Aim:
Which lines in the material below contain the word "white"? Pull each of them out and copy it in full.

(Region labeling records)
* * * * *

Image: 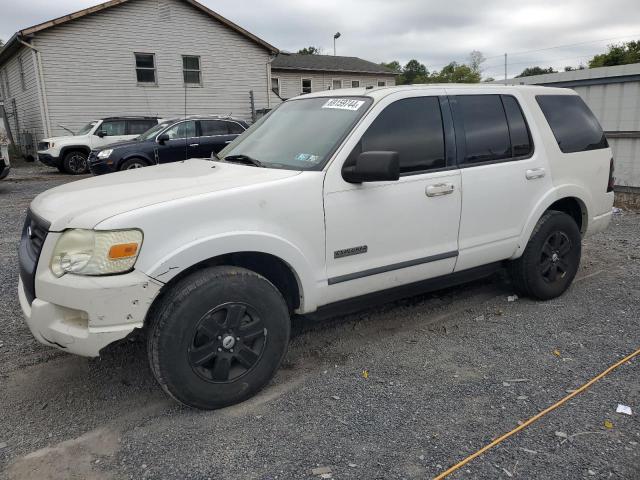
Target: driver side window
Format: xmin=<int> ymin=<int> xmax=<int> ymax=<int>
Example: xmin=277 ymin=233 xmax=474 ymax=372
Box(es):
xmin=347 ymin=97 xmax=446 ymax=175
xmin=165 ymin=120 xmax=196 ymax=140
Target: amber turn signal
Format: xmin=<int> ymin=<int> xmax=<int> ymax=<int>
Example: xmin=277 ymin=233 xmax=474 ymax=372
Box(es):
xmin=109 ymin=243 xmax=138 ymax=260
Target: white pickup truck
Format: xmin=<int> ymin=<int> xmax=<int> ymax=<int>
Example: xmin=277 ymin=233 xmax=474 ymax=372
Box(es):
xmin=19 ymin=85 xmax=613 ymax=409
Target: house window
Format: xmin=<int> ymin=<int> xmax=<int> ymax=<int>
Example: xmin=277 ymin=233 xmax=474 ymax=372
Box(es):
xmin=271 ymin=77 xmax=280 ymax=96
xmin=135 ymin=53 xmax=156 ymax=83
xmin=18 ymin=55 xmax=27 ymax=91
xmin=302 ymin=78 xmax=311 ymax=93
xmin=182 ymin=55 xmax=202 ymax=85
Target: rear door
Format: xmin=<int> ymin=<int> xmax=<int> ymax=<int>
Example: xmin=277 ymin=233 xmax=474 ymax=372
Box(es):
xmin=127 ymin=118 xmax=158 ymax=139
xmin=157 ymin=120 xmax=199 ymax=163
xmin=447 ymin=89 xmax=552 ymax=271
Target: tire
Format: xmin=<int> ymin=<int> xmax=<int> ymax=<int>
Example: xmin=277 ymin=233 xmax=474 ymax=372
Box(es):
xmin=509 ymin=210 xmax=582 ymax=300
xmin=62 ymin=150 xmax=89 ymax=175
xmin=120 ymin=158 xmax=149 ymax=170
xmin=147 ymin=266 xmax=291 ymax=410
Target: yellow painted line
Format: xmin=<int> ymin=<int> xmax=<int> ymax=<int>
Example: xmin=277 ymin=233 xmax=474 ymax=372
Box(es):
xmin=434 ymin=349 xmax=640 ymax=480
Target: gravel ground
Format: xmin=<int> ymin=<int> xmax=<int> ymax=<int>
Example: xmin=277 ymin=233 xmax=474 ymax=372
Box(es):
xmin=0 ymin=167 xmax=640 ymax=480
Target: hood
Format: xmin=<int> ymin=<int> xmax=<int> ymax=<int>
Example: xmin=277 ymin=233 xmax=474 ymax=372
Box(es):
xmin=31 ymin=160 xmax=300 ymax=232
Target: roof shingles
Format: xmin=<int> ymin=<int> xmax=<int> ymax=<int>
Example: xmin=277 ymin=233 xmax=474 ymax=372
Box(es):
xmin=271 ymin=53 xmax=394 ymax=75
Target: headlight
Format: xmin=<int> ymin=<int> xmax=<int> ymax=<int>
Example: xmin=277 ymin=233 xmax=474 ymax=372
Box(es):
xmin=51 ymin=229 xmax=142 ymax=277
xmin=98 ymin=148 xmax=113 ymax=160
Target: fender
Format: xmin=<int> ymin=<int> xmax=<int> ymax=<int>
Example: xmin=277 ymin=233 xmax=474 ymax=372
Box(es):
xmin=143 ymin=231 xmax=318 ymax=313
xmin=59 ymin=145 xmax=91 ymax=159
xmin=510 ymin=184 xmax=593 ymax=260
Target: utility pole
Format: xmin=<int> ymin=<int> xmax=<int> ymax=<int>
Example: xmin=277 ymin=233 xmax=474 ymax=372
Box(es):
xmin=504 ymin=53 xmax=507 ymax=85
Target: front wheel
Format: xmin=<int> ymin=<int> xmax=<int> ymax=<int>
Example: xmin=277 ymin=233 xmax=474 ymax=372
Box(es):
xmin=509 ymin=210 xmax=582 ymax=300
xmin=147 ymin=266 xmax=291 ymax=409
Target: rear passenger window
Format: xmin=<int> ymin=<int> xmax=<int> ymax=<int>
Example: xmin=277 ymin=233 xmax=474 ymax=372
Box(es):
xmin=536 ymin=95 xmax=609 ymax=153
xmin=456 ymin=95 xmax=511 ymax=163
xmin=200 ymin=120 xmax=229 ymax=137
xmin=356 ymin=97 xmax=446 ymax=174
xmin=502 ymin=95 xmax=531 ymax=157
xmin=127 ymin=120 xmax=158 ymax=135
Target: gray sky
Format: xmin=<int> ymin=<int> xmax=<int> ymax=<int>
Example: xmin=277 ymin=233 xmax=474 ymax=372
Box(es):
xmin=0 ymin=0 xmax=640 ymax=78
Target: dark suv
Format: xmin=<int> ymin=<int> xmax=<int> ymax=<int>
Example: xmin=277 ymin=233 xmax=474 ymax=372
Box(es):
xmin=89 ymin=116 xmax=249 ymax=175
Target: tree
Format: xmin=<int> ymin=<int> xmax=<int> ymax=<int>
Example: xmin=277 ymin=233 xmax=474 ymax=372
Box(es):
xmin=516 ymin=67 xmax=558 ymax=78
xmin=469 ymin=50 xmax=486 ymax=75
xmin=402 ymin=59 xmax=429 ymax=84
xmin=298 ymin=46 xmax=320 ymax=55
xmin=589 ymin=40 xmax=640 ymax=68
xmin=380 ymin=60 xmax=402 ymax=74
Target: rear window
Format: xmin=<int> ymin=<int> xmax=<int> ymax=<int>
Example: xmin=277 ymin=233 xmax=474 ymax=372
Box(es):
xmin=536 ymin=95 xmax=609 ymax=153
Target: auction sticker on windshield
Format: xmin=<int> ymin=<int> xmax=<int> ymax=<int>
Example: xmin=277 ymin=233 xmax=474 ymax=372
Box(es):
xmin=322 ymin=98 xmax=364 ymax=111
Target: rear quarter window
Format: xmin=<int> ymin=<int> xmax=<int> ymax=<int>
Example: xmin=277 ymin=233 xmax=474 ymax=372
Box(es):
xmin=536 ymin=95 xmax=609 ymax=153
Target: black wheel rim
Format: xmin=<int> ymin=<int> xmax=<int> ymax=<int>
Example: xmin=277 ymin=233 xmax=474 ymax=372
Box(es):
xmin=187 ymin=302 xmax=267 ymax=383
xmin=540 ymin=232 xmax=572 ymax=283
xmin=69 ymin=153 xmax=87 ymax=173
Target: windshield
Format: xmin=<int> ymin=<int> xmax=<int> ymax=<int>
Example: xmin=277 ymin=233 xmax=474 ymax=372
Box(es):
xmin=218 ymin=97 xmax=371 ymax=170
xmin=137 ymin=122 xmax=171 ymax=140
xmin=76 ymin=122 xmax=98 ymax=135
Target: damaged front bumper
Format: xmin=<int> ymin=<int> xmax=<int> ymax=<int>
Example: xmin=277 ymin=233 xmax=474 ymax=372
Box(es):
xmin=18 ymin=270 xmax=162 ymax=357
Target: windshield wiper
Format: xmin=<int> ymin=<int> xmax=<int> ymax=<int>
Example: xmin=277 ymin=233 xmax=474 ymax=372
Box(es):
xmin=223 ymin=155 xmax=264 ymax=168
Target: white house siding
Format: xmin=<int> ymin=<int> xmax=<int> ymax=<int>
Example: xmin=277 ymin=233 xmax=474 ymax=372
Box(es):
xmin=33 ymin=0 xmax=270 ymax=135
xmin=271 ymin=69 xmax=395 ymax=105
xmin=0 ymin=47 xmax=44 ymax=155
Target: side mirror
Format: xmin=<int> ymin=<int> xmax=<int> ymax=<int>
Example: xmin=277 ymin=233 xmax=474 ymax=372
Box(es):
xmin=342 ymin=152 xmax=400 ymax=183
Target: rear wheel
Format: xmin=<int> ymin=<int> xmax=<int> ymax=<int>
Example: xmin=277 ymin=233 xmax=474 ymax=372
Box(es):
xmin=62 ymin=150 xmax=89 ymax=175
xmin=510 ymin=210 xmax=582 ymax=300
xmin=120 ymin=158 xmax=149 ymax=170
xmin=147 ymin=266 xmax=290 ymax=409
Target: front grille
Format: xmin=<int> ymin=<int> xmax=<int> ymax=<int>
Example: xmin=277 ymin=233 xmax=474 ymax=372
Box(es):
xmin=18 ymin=210 xmax=49 ymax=305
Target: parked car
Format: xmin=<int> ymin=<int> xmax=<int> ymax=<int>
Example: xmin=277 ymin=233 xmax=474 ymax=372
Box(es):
xmin=0 ymin=145 xmax=11 ymax=180
xmin=19 ymin=85 xmax=613 ymax=409
xmin=38 ymin=117 xmax=158 ymax=175
xmin=89 ymin=116 xmax=249 ymax=175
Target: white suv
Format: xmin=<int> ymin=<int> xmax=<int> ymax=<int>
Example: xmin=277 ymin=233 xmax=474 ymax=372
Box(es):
xmin=38 ymin=117 xmax=158 ymax=175
xmin=19 ymin=85 xmax=613 ymax=408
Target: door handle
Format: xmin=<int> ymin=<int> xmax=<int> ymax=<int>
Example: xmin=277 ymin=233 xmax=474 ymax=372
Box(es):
xmin=525 ymin=168 xmax=547 ymax=180
xmin=425 ymin=183 xmax=455 ymax=197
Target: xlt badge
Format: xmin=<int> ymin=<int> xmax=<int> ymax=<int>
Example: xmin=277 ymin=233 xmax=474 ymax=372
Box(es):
xmin=333 ymin=245 xmax=367 ymax=258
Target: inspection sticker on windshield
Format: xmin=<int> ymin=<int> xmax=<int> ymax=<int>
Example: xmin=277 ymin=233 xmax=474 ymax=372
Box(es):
xmin=322 ymin=98 xmax=364 ymax=111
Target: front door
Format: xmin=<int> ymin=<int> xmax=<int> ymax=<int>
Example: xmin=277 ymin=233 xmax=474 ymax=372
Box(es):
xmin=156 ymin=120 xmax=200 ymax=163
xmin=324 ymin=90 xmax=461 ymax=303
xmin=198 ymin=120 xmax=237 ymax=158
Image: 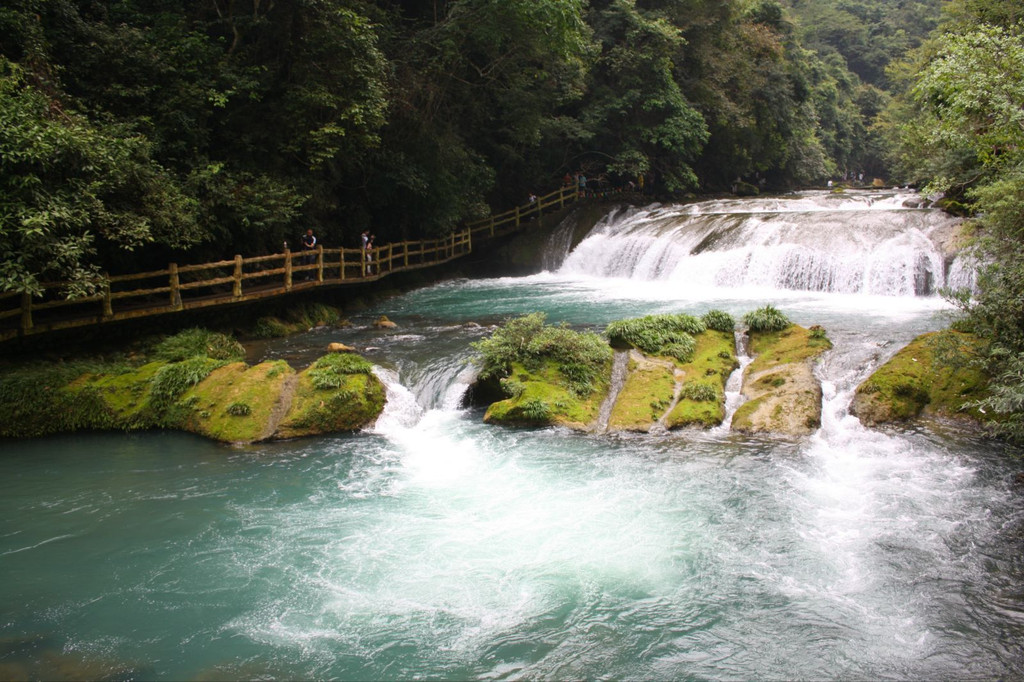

* * * * *

Output below:
Target: white pickup truck
Target: white house siding
Target: white suv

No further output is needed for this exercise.